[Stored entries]
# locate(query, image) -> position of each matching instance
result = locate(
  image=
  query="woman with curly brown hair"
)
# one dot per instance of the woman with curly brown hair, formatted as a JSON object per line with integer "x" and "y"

==

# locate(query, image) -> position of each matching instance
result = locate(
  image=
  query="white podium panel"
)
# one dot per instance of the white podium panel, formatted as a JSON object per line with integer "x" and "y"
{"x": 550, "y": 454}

Your instructions: Collect every line above that contains the word "instance", matching case exactly.

In response:
# locate(query, image) -> position of each matching instance
# one dot per instance of the woman with curly brown hair, formatted as a JSON object per line with integer "x" and "y"
# locate(query, image) -> position of each matching instance
# one dot per instance of the white podium panel, formatted as a JSON object per line with integer "x" and "y"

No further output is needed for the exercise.